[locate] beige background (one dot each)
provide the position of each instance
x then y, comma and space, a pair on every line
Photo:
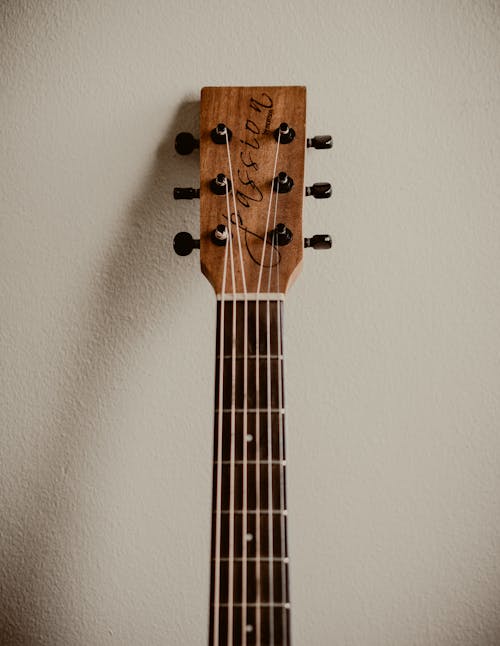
107, 338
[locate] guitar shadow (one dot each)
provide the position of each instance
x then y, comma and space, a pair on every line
125, 297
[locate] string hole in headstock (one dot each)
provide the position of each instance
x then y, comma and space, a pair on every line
221, 133
284, 134
220, 185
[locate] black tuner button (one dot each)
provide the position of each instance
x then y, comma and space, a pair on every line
220, 185
185, 143
220, 133
284, 134
320, 191
320, 142
219, 235
280, 236
186, 193
322, 241
282, 183
184, 243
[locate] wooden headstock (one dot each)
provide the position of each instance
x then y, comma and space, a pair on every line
252, 148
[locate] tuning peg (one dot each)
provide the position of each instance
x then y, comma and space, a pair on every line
320, 142
320, 190
184, 243
186, 193
321, 241
281, 235
185, 143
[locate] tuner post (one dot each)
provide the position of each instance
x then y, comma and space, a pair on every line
320, 191
320, 241
186, 193
320, 142
280, 236
284, 134
185, 143
184, 243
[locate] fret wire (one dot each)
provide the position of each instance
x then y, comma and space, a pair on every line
263, 604
251, 410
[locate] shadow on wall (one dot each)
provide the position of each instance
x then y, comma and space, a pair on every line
124, 298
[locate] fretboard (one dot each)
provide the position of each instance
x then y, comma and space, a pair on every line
249, 600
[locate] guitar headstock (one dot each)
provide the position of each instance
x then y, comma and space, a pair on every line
252, 149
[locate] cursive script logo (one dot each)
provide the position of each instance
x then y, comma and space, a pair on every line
262, 111
249, 234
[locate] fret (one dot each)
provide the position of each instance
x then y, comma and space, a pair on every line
269, 574
269, 496
252, 356
247, 511
264, 411
258, 426
282, 462
261, 603
255, 558
245, 619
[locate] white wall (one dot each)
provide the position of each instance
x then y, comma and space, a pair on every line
107, 338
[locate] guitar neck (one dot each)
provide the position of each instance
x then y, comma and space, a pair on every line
249, 598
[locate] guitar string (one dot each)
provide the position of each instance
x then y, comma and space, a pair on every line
244, 591
269, 404
231, 580
281, 438
218, 512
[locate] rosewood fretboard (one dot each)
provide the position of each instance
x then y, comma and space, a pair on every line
249, 600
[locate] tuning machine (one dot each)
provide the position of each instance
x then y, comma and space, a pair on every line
185, 143
184, 243
320, 190
320, 142
320, 241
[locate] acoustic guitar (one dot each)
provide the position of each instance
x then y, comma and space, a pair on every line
252, 147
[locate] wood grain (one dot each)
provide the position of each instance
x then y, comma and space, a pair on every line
252, 114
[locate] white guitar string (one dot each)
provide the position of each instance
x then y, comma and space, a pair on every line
258, 613
270, 547
261, 268
269, 406
244, 564
218, 512
281, 458
233, 412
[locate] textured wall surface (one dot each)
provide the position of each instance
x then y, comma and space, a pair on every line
393, 365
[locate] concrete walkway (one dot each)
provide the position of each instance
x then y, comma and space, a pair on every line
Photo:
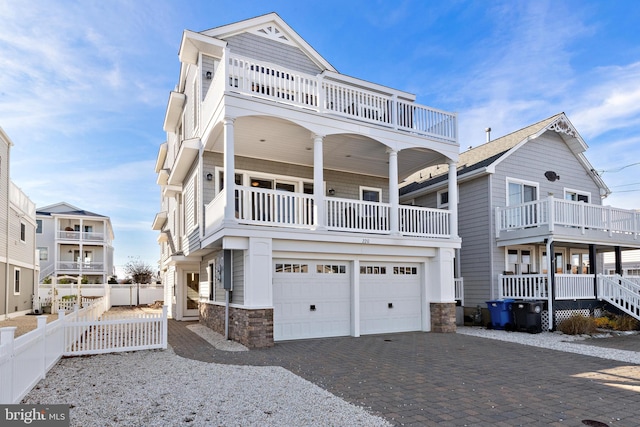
425, 379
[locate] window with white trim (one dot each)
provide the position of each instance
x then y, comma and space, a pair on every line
519, 192
577, 196
16, 281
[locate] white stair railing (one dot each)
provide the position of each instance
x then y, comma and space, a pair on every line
621, 293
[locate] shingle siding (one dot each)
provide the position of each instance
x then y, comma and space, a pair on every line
263, 49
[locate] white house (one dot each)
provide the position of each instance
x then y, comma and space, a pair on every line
280, 216
525, 195
74, 243
18, 258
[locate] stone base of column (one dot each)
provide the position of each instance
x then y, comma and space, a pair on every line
443, 317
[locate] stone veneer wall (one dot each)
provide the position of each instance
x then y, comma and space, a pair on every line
251, 328
443, 317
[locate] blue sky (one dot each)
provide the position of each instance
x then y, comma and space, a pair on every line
84, 84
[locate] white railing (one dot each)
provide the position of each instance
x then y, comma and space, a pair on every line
459, 291
273, 207
557, 212
25, 360
623, 294
524, 286
357, 215
424, 222
330, 94
575, 286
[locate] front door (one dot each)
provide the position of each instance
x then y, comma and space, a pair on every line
191, 296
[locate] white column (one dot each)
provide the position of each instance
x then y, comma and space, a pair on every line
318, 182
453, 198
394, 196
229, 170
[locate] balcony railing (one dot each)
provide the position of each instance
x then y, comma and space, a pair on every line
72, 266
552, 212
257, 206
88, 236
328, 93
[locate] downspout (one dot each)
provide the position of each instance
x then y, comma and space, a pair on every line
6, 295
551, 277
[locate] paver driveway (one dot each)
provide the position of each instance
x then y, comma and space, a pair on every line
449, 379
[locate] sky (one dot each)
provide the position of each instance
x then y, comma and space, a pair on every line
84, 84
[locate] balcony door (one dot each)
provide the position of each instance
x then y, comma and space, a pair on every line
191, 294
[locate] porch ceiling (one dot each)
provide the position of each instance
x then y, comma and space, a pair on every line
283, 141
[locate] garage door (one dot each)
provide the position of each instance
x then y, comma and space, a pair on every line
310, 299
390, 298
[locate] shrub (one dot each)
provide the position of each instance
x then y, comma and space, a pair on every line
578, 324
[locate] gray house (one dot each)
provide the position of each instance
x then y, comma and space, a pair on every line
18, 258
526, 195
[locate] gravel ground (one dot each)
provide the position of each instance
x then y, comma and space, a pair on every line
159, 388
557, 341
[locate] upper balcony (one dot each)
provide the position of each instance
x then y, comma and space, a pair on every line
257, 206
326, 93
568, 220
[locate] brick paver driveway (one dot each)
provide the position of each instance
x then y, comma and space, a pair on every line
449, 379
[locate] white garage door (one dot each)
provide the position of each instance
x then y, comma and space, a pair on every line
310, 299
390, 298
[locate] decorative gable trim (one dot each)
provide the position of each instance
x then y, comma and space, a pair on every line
273, 32
563, 126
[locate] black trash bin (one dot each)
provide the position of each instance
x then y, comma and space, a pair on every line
527, 316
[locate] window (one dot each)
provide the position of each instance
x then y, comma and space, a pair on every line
370, 269
16, 281
292, 268
331, 269
576, 196
443, 199
368, 194
519, 261
521, 192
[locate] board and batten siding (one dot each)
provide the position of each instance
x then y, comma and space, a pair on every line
261, 48
476, 230
548, 152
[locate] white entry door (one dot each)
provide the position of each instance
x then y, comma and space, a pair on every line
390, 298
311, 299
191, 294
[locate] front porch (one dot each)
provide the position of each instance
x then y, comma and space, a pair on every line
567, 220
622, 292
258, 206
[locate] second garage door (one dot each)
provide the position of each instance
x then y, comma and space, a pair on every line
390, 298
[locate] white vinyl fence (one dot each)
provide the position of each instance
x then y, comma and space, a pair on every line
25, 360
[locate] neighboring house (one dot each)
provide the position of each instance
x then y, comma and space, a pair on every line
18, 258
74, 243
521, 197
279, 182
630, 263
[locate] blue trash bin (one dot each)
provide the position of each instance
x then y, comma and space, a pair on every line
501, 316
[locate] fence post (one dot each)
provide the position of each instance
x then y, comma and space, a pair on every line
6, 339
164, 327
42, 327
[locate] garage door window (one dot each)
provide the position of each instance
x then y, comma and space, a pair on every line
373, 269
405, 270
331, 269
292, 268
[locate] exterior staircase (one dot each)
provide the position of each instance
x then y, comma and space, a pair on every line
621, 293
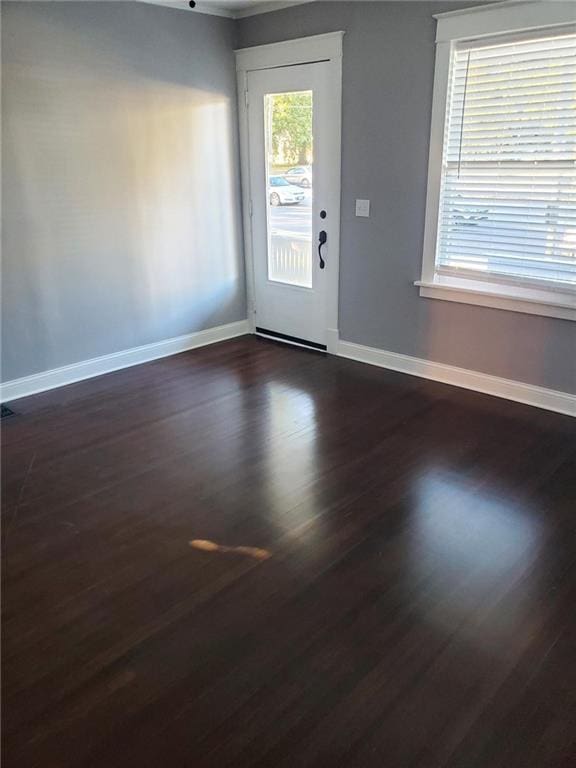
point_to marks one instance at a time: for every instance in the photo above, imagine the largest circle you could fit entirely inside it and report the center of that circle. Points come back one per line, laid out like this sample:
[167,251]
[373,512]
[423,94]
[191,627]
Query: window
[501,209]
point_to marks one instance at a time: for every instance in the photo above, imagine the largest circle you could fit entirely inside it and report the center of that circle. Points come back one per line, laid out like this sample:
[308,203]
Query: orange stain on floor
[211,546]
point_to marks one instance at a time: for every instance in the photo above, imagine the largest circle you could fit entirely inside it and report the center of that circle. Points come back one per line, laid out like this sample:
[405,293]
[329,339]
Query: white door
[294,177]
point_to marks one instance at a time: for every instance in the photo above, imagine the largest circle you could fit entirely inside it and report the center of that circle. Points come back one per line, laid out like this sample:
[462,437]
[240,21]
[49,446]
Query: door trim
[305,50]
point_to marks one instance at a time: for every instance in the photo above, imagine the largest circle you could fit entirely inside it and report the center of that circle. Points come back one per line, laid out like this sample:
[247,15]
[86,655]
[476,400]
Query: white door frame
[305,50]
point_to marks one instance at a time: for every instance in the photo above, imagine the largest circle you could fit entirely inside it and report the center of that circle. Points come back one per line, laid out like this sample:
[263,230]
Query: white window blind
[508,191]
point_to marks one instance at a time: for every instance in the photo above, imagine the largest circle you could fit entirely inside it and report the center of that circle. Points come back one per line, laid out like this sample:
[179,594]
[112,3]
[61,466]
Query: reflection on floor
[417,610]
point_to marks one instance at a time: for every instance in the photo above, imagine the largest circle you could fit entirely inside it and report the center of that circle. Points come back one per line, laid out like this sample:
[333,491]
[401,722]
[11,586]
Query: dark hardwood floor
[414,605]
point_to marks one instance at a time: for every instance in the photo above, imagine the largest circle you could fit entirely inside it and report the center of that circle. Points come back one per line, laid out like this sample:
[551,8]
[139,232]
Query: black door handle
[321,240]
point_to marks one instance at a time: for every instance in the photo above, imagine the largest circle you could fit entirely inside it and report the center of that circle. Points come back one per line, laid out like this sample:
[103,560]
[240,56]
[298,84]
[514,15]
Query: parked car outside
[301,175]
[282,192]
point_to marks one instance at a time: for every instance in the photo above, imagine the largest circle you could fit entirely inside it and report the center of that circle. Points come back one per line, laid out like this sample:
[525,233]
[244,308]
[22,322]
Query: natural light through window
[506,209]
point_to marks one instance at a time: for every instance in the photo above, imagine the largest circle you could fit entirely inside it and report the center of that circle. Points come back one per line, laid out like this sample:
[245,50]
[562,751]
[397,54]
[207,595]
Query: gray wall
[120,179]
[388,72]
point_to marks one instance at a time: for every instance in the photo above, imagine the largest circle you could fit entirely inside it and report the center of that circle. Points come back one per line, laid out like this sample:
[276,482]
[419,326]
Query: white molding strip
[267,7]
[302,50]
[216,8]
[87,369]
[496,18]
[540,397]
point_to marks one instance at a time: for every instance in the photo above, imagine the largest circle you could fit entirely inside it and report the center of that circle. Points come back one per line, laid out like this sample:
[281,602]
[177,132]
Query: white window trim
[471,24]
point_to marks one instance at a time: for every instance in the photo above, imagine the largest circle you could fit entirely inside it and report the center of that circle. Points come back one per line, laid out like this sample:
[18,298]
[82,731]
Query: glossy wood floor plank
[415,610]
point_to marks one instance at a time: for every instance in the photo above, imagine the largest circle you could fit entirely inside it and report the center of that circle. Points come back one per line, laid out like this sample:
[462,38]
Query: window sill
[530,301]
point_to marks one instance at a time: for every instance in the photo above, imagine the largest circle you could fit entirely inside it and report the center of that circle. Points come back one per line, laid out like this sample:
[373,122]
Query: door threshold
[292,340]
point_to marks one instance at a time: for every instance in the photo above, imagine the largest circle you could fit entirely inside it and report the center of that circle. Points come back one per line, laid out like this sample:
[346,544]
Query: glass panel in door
[289,159]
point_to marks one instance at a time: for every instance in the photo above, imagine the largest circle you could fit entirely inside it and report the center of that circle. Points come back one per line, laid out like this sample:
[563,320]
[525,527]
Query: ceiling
[234,9]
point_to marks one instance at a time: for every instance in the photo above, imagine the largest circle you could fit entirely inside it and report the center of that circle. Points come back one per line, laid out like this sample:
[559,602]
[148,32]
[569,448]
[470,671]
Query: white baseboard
[86,369]
[549,399]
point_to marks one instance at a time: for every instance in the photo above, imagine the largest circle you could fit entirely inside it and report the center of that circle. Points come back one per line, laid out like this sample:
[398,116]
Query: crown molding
[214,9]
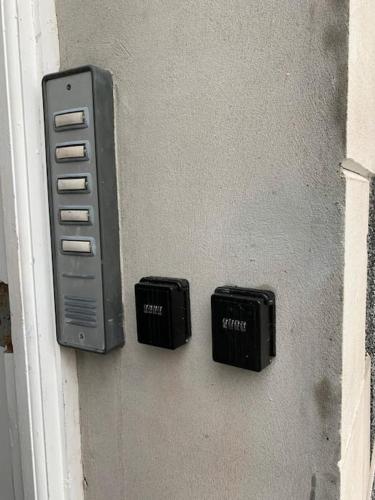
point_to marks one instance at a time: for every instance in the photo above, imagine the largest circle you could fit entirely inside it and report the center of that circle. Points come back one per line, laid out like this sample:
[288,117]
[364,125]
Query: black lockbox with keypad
[243,327]
[163,311]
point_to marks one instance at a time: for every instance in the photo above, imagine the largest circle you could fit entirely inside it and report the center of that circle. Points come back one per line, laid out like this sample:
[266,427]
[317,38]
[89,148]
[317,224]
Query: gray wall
[230,131]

== Work instruction ==
Wherever the string "post" is found in the listing above, copy the line that contains it.

== Output of the task ==
[locate] tuner post (one dot each)
[locate] fence post (one dot each)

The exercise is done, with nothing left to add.